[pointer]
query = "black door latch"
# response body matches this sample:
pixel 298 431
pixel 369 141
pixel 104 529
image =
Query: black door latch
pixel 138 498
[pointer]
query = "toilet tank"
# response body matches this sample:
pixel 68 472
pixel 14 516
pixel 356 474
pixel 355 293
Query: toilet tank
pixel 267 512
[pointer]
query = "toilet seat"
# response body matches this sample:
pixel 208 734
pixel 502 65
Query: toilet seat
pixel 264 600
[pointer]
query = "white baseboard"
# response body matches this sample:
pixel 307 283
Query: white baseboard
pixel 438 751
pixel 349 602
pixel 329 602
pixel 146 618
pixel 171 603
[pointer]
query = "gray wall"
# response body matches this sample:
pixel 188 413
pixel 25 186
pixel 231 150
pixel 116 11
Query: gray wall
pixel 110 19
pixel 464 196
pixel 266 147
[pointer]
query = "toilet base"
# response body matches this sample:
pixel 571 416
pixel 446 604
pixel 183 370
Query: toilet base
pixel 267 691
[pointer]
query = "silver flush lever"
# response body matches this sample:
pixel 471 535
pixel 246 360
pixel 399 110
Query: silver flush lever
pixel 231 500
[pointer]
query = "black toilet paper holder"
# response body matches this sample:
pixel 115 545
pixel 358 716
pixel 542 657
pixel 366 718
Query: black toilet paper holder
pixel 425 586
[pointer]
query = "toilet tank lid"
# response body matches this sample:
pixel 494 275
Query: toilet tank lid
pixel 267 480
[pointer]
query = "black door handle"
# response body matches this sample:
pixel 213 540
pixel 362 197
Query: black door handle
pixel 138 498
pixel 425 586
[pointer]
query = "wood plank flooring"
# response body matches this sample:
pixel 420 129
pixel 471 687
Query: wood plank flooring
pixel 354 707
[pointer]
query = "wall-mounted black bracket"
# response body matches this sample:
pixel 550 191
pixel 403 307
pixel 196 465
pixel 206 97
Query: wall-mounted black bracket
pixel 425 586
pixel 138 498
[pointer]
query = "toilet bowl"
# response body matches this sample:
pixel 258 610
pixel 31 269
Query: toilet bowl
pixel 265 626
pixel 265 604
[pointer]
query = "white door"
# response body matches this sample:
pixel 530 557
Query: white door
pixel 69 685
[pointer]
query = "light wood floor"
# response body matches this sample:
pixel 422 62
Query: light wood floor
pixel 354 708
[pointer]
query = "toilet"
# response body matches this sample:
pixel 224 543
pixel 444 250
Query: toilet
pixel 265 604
______
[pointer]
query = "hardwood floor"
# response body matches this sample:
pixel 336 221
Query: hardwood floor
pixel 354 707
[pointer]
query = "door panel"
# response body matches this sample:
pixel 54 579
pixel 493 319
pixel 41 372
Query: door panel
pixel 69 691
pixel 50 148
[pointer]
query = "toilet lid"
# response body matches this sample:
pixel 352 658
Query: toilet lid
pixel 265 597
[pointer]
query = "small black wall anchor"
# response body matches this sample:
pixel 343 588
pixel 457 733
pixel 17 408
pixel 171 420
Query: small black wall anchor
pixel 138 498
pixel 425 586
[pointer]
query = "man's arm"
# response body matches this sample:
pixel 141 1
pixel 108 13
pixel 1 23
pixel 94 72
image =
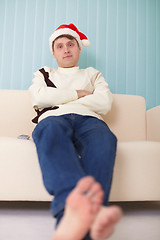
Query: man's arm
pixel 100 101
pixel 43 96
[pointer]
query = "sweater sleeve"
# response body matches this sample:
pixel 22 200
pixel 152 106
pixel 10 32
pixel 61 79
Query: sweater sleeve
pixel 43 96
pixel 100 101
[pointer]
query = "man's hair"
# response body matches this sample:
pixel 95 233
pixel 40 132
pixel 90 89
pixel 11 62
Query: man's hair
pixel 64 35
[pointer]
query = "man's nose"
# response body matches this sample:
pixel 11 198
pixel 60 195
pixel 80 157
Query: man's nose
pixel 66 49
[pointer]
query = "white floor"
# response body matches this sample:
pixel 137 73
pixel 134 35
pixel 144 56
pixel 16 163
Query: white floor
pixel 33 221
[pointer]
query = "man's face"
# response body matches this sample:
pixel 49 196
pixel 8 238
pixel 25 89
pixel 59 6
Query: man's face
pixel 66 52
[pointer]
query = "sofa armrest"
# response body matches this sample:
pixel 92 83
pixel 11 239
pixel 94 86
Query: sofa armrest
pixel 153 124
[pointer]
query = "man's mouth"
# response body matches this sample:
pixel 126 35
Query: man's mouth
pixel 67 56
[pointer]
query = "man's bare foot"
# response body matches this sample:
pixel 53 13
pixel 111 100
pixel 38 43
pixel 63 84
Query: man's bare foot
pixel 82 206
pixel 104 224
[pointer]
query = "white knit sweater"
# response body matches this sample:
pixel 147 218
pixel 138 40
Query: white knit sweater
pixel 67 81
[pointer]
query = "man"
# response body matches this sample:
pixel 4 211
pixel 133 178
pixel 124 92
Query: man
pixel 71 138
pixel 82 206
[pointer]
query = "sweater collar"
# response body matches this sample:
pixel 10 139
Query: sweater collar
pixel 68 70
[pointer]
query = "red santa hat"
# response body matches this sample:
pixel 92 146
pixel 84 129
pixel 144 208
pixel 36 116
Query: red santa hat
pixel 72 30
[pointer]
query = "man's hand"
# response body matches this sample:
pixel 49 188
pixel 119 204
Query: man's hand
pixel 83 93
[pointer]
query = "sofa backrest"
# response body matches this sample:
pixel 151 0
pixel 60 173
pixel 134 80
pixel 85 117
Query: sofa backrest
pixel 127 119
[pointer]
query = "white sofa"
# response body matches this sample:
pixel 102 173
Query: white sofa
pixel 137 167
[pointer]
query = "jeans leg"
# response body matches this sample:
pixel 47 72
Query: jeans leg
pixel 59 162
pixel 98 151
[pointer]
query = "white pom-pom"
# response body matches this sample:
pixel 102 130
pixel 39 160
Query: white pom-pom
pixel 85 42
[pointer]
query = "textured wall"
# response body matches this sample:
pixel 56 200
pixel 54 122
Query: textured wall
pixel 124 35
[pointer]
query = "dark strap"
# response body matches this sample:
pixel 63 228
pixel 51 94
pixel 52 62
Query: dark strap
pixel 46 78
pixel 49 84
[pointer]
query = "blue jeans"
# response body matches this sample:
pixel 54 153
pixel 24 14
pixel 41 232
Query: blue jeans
______
(EXERCISE GOAL)
Report every line in the records that contains the string "white", with case counting.

(SOLUTION TO THIS TASK)
query = "white baseboard"
Query: white baseboard
query = "white door"
Query: white door
query = "white floor"
Query: white floor
query = "white knit sweater"
Query: white knit sweater
query = "white sofa"
Query: white sofa
query = "white pom-pom"
Query: white pom-pom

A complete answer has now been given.